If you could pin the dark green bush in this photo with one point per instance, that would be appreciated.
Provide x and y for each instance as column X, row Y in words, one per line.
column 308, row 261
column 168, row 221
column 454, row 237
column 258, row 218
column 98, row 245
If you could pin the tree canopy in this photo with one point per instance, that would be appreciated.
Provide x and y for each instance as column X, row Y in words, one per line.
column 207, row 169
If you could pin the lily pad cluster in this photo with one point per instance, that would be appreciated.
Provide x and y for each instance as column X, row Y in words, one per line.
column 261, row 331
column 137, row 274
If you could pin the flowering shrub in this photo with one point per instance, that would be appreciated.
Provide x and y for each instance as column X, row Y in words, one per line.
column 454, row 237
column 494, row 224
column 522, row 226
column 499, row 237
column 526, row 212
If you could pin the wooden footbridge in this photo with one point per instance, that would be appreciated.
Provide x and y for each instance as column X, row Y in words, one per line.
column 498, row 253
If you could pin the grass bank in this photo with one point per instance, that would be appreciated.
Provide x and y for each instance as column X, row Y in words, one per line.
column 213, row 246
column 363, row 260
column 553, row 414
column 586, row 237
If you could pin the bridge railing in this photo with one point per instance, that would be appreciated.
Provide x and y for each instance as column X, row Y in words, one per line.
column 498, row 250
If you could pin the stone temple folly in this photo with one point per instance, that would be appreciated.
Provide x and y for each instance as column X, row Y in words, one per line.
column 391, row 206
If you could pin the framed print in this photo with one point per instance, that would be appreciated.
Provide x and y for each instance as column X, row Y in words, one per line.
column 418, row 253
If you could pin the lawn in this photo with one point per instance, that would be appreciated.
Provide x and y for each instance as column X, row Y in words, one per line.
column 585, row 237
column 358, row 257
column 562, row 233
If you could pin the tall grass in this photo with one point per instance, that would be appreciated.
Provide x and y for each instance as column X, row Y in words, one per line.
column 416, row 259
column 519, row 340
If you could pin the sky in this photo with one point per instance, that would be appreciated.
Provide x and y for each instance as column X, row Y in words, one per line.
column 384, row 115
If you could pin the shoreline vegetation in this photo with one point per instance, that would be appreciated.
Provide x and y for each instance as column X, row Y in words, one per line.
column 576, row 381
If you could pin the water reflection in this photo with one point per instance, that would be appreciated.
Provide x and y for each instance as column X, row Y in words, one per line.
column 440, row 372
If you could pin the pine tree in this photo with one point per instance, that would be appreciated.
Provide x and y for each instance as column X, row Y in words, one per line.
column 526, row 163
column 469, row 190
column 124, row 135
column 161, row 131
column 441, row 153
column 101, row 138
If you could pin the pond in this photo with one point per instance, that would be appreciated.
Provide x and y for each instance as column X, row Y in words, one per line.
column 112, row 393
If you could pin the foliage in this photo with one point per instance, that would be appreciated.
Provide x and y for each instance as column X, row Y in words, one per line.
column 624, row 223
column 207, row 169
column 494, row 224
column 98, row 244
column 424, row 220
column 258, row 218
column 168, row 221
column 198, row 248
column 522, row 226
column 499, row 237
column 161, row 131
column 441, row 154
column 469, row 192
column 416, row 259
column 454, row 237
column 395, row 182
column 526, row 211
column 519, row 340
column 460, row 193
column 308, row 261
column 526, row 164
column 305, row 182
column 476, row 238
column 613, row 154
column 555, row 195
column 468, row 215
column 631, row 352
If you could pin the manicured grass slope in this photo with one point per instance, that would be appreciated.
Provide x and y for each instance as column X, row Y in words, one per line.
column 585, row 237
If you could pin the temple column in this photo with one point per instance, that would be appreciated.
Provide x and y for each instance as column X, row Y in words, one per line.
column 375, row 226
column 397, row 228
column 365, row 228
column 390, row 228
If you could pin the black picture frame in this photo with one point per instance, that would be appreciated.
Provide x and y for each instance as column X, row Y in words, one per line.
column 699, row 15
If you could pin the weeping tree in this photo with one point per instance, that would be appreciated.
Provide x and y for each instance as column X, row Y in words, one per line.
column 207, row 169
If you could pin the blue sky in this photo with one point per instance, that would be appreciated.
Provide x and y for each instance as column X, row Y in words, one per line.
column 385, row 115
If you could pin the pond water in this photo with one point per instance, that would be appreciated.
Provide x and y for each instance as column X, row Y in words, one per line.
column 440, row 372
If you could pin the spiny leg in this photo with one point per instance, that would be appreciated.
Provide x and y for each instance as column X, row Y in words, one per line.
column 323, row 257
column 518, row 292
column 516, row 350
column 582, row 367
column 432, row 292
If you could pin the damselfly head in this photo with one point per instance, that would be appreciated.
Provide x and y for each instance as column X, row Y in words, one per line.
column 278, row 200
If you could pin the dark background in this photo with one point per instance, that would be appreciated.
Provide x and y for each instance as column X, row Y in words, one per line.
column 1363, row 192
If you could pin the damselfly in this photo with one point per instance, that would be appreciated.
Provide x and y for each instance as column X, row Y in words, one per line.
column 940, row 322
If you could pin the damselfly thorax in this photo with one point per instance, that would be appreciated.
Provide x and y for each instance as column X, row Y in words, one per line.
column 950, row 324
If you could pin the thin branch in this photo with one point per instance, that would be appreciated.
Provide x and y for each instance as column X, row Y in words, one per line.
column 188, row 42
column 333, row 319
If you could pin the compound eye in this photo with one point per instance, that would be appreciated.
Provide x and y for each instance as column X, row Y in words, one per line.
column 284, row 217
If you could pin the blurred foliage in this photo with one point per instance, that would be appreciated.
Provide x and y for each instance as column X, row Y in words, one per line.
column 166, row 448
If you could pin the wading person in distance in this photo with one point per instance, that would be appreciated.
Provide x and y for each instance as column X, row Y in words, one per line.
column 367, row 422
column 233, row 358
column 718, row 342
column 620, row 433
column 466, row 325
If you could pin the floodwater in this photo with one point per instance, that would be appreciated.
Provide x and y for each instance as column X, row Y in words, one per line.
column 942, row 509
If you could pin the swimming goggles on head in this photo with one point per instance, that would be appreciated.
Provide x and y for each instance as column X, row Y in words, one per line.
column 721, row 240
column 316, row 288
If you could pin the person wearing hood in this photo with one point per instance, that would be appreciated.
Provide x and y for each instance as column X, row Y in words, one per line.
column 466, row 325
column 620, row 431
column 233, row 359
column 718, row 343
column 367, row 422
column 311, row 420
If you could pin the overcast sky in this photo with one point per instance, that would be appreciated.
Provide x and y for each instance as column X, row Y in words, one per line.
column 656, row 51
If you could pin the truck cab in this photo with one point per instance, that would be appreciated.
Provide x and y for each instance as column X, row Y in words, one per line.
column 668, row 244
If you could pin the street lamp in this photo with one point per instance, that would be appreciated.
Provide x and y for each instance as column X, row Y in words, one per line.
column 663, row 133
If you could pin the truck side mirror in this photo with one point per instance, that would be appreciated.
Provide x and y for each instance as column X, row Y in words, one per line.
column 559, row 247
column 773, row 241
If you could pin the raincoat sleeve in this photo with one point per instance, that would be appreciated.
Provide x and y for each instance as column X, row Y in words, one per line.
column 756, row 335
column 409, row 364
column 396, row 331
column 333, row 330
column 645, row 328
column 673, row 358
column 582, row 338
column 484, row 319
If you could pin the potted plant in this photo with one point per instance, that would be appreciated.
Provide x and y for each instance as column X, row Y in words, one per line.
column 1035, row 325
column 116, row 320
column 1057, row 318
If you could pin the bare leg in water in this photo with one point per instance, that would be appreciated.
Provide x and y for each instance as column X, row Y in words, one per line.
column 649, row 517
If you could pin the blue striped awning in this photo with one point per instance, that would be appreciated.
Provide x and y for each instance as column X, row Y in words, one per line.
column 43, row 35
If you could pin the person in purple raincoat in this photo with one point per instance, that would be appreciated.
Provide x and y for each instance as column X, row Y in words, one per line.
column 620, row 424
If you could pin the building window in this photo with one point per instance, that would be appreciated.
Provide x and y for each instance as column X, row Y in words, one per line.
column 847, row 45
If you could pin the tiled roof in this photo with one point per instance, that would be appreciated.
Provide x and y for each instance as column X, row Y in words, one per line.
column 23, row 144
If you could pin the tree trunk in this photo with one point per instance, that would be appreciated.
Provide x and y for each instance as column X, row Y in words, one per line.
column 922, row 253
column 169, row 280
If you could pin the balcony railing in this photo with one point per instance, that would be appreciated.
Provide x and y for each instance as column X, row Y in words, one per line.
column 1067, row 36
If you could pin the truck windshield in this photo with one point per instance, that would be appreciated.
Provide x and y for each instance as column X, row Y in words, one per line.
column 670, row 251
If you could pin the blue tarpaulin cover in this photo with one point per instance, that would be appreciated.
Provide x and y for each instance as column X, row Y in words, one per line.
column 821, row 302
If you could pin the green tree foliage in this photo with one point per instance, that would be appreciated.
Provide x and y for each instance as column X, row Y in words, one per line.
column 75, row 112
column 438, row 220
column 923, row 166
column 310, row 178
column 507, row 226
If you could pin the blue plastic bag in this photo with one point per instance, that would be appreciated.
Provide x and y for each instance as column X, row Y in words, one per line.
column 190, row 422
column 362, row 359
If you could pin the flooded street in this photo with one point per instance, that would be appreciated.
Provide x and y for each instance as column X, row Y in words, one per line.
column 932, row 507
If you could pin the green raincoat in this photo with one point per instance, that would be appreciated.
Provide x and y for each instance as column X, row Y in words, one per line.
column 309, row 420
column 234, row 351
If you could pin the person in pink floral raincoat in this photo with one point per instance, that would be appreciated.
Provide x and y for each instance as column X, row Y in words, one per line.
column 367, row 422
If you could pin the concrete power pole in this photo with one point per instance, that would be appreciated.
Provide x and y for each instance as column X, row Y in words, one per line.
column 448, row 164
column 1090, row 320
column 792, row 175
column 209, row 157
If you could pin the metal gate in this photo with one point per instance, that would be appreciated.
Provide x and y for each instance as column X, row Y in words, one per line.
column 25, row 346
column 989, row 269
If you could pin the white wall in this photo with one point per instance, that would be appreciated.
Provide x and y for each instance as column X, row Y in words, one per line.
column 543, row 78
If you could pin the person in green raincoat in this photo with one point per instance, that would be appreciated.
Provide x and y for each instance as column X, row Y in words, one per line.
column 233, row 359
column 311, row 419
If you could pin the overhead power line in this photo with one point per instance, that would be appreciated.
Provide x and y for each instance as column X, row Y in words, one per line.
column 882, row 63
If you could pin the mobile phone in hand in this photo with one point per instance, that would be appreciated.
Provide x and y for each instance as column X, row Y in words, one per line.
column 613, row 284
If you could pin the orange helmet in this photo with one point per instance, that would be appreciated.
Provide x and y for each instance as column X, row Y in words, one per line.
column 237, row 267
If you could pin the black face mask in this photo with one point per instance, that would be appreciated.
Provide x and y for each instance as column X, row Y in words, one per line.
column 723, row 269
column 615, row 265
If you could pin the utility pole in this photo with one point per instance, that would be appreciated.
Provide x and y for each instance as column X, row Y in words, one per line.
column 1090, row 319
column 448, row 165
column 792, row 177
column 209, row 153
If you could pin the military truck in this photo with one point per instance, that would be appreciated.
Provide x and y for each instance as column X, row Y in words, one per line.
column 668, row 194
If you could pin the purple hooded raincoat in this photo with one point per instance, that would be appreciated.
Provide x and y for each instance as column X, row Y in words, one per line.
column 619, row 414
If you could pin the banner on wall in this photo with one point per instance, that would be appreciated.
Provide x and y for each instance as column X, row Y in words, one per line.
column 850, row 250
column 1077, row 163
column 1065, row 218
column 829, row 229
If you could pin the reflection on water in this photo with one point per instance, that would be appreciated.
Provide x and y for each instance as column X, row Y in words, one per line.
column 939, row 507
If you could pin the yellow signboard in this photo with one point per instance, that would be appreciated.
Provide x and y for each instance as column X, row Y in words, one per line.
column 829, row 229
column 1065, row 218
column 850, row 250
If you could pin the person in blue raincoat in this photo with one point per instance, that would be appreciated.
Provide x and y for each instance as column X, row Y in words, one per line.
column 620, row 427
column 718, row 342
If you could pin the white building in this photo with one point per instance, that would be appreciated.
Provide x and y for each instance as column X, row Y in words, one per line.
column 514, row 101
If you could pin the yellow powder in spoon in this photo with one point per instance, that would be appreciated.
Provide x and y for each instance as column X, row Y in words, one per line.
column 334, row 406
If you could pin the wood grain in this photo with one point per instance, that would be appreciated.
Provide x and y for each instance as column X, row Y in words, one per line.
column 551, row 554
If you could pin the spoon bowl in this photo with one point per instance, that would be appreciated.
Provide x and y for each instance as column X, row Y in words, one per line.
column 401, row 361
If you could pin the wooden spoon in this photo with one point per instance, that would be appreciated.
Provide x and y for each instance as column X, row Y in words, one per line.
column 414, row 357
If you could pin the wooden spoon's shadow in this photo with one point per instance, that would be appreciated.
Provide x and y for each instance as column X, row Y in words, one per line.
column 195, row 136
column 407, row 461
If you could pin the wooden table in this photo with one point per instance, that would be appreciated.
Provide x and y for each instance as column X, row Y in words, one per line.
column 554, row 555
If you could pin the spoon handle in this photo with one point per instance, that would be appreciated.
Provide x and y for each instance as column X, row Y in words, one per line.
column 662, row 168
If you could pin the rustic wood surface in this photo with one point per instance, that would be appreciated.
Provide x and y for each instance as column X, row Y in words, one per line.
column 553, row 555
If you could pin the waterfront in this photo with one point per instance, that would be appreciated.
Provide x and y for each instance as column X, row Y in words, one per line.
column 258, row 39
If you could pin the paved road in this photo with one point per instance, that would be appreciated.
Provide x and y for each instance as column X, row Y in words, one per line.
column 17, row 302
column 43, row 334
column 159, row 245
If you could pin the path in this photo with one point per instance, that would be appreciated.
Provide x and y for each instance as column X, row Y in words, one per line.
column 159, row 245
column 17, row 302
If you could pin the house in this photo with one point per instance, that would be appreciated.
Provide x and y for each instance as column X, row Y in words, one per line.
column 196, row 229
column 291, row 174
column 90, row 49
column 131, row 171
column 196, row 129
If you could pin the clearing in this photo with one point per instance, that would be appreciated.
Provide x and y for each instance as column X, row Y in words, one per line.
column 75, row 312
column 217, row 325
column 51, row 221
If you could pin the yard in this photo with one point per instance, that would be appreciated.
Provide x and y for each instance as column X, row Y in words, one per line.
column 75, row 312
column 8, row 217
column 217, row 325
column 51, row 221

--- The problem ---
Reproduce only the lines starting at the line containing "If you could pin the street" and ending at the line containing "column 773, row 241", with "truck side mirror" changed to "van side mirror" and nothing else altered.

--- Answer for the task ---
If you could pin the street lamp in this photo with one point per instance, that would be appreciated.
Provide x and y for each instance as column X, row Y in words, one per line.
column 663, row 133
If you could pin the van side mirror in this photo with one point per instance, that would be appreciated.
Provide x and y for each instance as column X, row Y in words, one per line.
column 559, row 247
column 773, row 241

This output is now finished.